ЦИТИРУЕМЫЙ ОТРЫВОК:
М.: Институт русской цивилизации, Родная страна, 2014.
ДУМА ПРИ ГРОБЕ ГРАФА СПЕРАНСКОГО
Около полувека тому назад воспитанник Владимирской семинарии в простом тулупе, с несколькими рублевиками в кармане, с благословением сельского священника, отца своего, вошел, трепетною ногою, в ворота Александро-Невской лавры. И вот он под раззолоченным балдахином погребальной колесницы, окруженный факелами и облаком кадильного фимиама, въезжает в те самые ворота -- графом Сперанским, знатным и знаменитым сановником империи.
Так славный мореходец, проплыв грозные пучины дальних морей, возвращается бездыханный в отишие той отечественной пристани, из которой на гордо поднятых ветрилах, как на крыльях надежды, вылетел он некогда со всеми мечтами счастия и славы!
Много крутых стремнин и тяжких распутий перейти надобно для окончания такого поприща, какое совершил Сперанский. Но утешительно то, что в России подобная дорога каждому отличному дарованию и заслуге открыта!
Сперанский знатный сын дел своих! и даже творец своего имени, которое получил он в училище за отличные успехи1, ибо выполнил прорицательное его ознаменование и сделал историческим. Оно вписано в летопись нашей славы. Завеса смерти со всеми испещряющими ее ужасами шумно опустилась! За нею -- дух на суде Божием! Перед ней гроб и дела! Потомство с беспристрастием, а сорокалетняя дружба, сквозь слезы, их рассматривают.

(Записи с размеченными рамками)
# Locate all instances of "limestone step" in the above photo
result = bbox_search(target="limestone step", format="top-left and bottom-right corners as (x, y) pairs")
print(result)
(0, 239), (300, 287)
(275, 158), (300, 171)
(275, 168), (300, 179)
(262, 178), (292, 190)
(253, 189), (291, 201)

ЗАДАНИЯ:
1. Какую семинарию окончил Сперанский, если верить отрывку о нем?
2. Продолжите отрывок о Сперанском, начав сразу после его последней фразы.

ОТВЕТЫ:
1. Владимирскую семинарию.

2.
Сперанский принадлежит к числу тех редких мужей, которые восходят на политическом горизонте как вековые светила и, обтекая более или менее обширную сферу, несясь более или менее быстро, пылая более или менее ярко, -- его озаряют. Все на них смотрят и, гадая, ожидают чего-то!..
Он пал на поле чести доблестей гражданских. Достойный одр мужа знаменитого, которому нет подобного в нашей истории, по разнообразию обширных и глубоких его познаний, по зоркости ума его, по смелому и высокому полету его мыслей, по дару слова, соединявшему силу и простоту с какою-то неподражаемою очаровательностию, и которым изустно и на письме владел он без всякого приуготовления легко и непринужденно по быстрому объему и ясному изложению самых трудных государственных предметов; по непосредственному участию, в продолжение четырех царствований, в важнейших установлениях.
Пройдем быстро тернистую стезю его жизни, дабы следовать за ним на пути гражданской его славы.
Сперанский, сын сельского священника Владимирской губернии, замечен отличным учеником в тамошней семинарии и потому выбран в Петербургскую академию. Брошенный в сей новый мир, он прилежно учится и показывает успехи в красноречии, пишет стихи, делается учителем, сочиняет и преподает курс российской словесности. Девять лет проводил он в прочтении отличнейших тогда по числу книг, академической библиотеки. И сие обстоятельство решило вкус и направление ума его на всю жизнь. Между тем известность его в академии перешла в город; князь Куракин (Алексей Борисович)2, занимавший при генерал-прокуроре князе Вяземском значительное звание, захотел иметь его учителем сына и частным секретарем. Сперанский принужден был принять сию должность и отправлял ее до восшествия на престол государя Павла I. При перемене царствования князь Куракин сделан генерал-прокурором, а Сперанский из академического звания переименован в гражданское. Здесь решительно отрезан он от быта духовного, и начинается гражданское его поприще. Скоро достигнул он до чина тайного советника. По смене князя Куракина князем Лопухиным и при генералах Беклешове3 и Обольянинове4 оставался он, при каждом из них, более или менее значащим лицом.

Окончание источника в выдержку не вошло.